[[ Data records, beginning ]]
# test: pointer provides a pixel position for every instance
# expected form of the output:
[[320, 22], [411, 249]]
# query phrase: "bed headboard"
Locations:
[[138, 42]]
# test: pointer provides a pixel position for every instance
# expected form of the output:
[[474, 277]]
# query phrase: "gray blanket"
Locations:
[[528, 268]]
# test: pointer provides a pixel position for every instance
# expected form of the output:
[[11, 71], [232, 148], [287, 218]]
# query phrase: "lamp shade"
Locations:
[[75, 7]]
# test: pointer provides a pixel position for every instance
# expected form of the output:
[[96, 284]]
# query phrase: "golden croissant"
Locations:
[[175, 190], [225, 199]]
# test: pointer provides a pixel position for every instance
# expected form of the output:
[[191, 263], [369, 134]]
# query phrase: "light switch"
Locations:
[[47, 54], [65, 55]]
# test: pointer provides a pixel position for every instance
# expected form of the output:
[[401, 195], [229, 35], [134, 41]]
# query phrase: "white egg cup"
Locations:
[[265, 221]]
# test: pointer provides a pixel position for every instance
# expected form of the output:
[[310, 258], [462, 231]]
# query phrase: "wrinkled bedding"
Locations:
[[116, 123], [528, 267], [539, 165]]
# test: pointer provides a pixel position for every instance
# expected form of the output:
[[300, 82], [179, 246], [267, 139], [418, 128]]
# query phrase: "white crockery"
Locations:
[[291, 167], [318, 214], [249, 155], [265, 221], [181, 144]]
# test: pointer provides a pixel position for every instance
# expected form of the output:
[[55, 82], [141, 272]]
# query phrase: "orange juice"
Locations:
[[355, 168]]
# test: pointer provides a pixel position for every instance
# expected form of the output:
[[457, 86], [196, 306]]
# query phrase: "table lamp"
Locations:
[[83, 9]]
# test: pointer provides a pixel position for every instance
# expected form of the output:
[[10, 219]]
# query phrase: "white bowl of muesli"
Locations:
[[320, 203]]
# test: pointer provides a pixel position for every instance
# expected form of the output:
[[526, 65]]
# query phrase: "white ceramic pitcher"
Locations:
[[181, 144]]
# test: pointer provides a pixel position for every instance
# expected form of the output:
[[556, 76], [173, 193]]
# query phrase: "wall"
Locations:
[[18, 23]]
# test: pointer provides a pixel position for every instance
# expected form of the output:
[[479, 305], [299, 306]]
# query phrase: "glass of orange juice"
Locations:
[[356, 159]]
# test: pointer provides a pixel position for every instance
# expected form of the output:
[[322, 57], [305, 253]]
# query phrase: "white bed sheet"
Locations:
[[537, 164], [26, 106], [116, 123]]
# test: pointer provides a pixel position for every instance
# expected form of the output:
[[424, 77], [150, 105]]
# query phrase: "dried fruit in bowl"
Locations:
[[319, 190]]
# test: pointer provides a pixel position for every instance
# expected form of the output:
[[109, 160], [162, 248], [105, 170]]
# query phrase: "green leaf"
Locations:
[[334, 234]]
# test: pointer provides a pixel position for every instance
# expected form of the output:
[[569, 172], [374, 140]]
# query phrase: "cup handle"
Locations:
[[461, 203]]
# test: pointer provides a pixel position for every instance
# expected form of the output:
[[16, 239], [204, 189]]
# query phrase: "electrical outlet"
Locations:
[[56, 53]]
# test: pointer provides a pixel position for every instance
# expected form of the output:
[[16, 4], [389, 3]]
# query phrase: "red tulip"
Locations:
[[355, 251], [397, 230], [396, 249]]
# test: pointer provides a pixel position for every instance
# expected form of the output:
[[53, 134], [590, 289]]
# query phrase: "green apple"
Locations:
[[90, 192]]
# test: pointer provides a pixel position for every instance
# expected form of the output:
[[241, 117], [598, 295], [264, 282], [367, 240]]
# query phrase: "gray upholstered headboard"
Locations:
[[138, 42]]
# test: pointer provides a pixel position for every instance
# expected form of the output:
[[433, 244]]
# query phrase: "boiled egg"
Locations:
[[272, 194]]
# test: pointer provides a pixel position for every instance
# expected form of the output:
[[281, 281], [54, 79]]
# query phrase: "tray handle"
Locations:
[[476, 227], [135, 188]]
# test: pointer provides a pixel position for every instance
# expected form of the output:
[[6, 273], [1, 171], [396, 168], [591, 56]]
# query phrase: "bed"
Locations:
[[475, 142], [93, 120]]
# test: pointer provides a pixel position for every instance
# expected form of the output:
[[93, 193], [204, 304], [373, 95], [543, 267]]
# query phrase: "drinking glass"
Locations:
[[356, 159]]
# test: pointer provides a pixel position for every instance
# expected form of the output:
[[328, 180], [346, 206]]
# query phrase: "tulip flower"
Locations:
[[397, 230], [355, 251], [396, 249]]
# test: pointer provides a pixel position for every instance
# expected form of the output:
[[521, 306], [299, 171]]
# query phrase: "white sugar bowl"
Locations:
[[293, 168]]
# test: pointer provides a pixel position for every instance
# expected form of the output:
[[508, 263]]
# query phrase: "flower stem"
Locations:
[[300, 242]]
[[ Data records, end ]]
Work order: Filter the entries above and return only the lines holding "headboard".

Written reply:
# query phrase: "bed headboard"
# query phrase: "gray upholstered headboard"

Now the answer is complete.